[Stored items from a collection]
- Opening Delimiter -

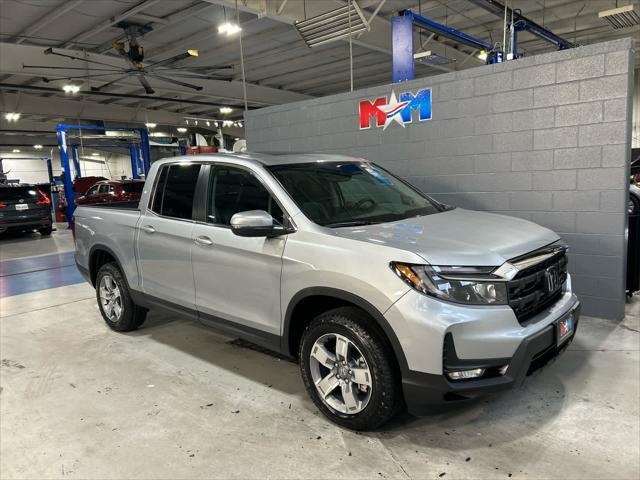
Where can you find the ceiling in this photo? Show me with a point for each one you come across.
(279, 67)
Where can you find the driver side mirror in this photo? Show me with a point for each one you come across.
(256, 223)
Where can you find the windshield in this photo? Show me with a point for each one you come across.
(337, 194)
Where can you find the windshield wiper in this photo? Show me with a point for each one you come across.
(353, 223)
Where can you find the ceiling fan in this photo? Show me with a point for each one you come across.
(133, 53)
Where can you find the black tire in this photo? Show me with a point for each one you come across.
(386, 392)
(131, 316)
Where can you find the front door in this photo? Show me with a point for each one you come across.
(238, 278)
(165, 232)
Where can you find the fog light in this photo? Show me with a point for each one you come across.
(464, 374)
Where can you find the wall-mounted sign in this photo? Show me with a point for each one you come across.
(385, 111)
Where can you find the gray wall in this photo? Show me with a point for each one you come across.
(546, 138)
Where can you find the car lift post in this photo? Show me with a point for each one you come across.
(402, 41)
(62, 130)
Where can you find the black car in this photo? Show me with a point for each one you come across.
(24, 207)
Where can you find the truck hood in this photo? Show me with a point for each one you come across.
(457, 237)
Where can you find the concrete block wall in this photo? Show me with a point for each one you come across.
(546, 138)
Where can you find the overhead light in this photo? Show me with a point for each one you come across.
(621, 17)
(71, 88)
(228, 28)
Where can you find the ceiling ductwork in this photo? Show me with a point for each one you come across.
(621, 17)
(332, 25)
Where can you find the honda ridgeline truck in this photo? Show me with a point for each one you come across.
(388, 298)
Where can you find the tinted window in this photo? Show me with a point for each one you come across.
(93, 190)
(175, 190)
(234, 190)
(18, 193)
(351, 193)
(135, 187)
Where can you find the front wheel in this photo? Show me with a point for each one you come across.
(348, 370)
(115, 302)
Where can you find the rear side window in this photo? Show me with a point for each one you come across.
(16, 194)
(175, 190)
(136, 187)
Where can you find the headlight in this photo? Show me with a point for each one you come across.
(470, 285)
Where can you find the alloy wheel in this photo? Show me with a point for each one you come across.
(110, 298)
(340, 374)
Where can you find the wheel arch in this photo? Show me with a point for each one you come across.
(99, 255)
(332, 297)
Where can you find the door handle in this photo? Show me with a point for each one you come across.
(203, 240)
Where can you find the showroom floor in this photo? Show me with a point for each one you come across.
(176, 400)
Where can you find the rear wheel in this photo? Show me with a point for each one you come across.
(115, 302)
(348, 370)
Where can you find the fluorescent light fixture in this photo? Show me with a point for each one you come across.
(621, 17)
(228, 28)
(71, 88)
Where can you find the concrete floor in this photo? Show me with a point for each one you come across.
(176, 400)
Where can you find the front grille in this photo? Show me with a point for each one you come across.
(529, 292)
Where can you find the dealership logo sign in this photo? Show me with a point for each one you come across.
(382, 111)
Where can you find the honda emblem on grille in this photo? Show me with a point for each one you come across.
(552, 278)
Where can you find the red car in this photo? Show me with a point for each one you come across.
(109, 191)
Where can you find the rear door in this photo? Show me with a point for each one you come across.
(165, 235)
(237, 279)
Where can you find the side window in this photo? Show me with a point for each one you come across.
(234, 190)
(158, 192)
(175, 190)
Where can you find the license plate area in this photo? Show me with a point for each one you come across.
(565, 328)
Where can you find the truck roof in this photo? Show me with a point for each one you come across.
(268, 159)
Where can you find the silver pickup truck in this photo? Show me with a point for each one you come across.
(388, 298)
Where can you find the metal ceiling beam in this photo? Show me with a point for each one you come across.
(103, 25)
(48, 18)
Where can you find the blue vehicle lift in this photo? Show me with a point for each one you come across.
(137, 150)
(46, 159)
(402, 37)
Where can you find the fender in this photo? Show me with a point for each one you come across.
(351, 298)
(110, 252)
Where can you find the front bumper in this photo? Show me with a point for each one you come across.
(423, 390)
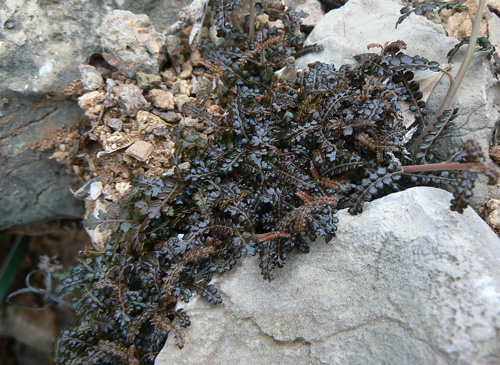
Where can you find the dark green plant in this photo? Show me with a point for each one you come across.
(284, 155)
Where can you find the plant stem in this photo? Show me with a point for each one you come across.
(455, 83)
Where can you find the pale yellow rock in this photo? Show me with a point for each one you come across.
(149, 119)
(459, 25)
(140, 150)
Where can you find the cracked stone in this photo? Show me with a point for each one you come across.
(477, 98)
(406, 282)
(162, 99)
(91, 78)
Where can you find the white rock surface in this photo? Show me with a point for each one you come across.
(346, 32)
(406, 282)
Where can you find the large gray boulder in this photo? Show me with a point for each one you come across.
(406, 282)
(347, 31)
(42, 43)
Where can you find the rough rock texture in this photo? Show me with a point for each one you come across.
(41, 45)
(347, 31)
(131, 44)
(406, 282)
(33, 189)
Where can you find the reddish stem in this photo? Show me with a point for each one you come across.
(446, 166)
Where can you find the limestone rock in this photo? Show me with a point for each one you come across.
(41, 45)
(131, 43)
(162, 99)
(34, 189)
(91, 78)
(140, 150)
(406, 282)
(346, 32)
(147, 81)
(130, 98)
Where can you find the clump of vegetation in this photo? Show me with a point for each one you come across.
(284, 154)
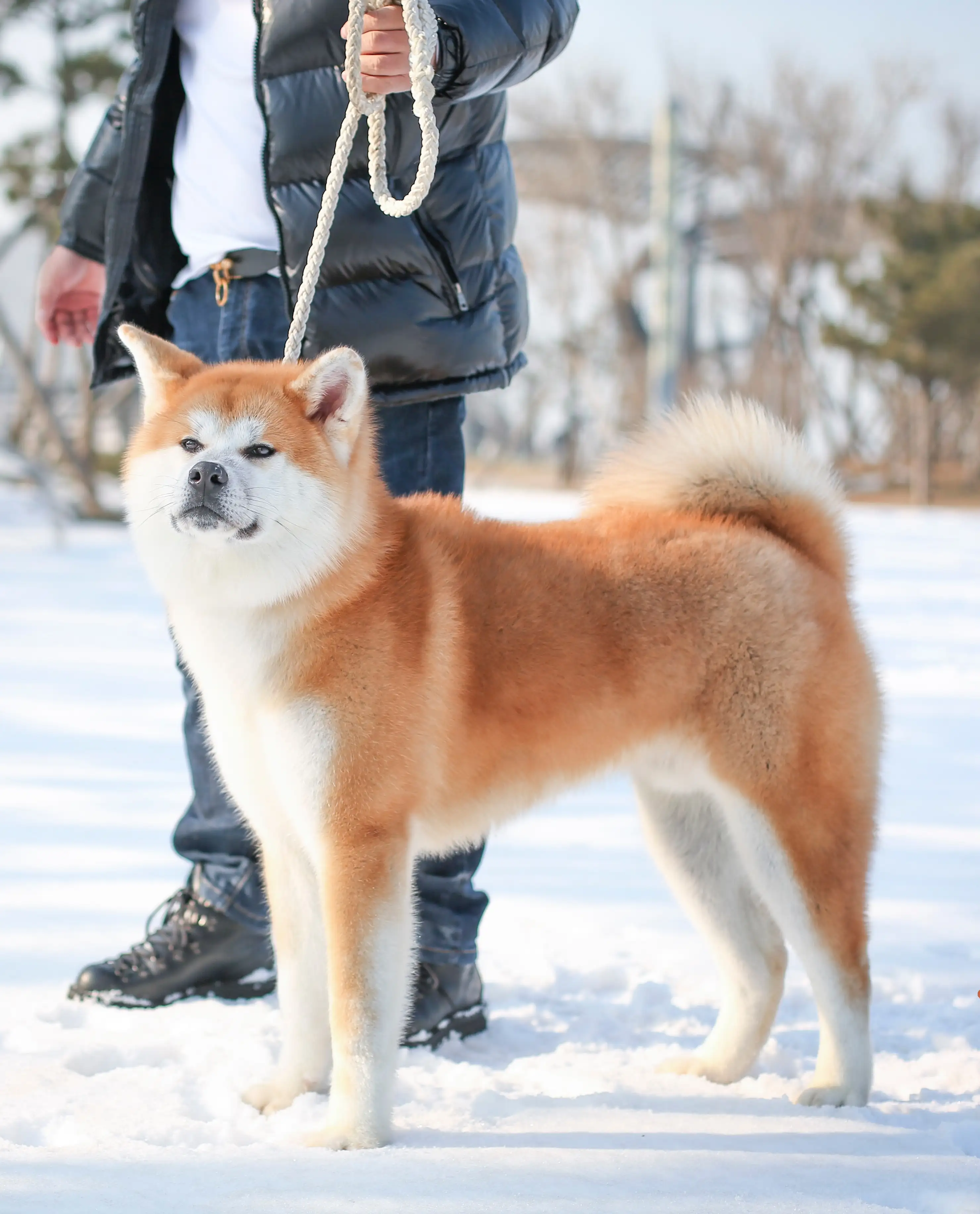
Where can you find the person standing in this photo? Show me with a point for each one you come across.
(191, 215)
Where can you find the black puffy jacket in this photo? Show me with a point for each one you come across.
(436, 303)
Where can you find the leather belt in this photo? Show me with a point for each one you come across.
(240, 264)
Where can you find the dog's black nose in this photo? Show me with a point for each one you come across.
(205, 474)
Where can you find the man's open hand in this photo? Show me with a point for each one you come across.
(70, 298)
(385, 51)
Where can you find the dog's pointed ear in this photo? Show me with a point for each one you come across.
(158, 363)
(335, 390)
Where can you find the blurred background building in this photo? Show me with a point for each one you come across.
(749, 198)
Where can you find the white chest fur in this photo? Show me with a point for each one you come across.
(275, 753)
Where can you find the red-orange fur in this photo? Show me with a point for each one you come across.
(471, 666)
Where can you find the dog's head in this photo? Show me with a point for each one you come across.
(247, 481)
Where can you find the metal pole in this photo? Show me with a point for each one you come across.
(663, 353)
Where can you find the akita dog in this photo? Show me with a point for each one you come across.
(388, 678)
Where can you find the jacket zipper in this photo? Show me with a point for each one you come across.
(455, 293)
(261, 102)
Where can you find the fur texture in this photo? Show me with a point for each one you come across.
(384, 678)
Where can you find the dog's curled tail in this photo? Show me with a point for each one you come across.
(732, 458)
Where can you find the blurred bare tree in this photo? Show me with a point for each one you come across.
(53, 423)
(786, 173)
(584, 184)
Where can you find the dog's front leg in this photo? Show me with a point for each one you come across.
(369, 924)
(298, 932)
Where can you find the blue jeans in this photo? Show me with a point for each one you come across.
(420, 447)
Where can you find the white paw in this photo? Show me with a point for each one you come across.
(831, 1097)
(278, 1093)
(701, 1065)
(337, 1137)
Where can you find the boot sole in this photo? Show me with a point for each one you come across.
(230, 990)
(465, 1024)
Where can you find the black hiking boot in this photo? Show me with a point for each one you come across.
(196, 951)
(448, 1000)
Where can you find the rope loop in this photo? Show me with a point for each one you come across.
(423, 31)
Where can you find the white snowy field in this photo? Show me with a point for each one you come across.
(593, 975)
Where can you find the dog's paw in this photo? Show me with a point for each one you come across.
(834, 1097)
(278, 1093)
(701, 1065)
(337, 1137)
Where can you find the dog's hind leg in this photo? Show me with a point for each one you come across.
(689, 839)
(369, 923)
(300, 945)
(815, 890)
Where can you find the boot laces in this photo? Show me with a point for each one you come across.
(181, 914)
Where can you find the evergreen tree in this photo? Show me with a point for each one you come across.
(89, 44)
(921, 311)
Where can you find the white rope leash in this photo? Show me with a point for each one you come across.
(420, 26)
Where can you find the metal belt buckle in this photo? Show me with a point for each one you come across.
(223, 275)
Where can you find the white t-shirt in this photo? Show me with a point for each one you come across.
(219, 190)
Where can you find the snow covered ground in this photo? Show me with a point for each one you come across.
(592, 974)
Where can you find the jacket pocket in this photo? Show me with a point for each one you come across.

- Closing Delimiter -

What to produce
Word for word, return the lines from the one holding "Where can you find the white t-shirt" through the end of the entries above.

Task response
Where can you find the white t-shirt in this photo? Show me with a point for each one you come across.
(219, 190)
Where can you find the snow covered ground in this photo? Show me with a point for each one you come across.
(592, 974)
Where can you find the jacket pocket in this photo? Show me with a point for each one you come across.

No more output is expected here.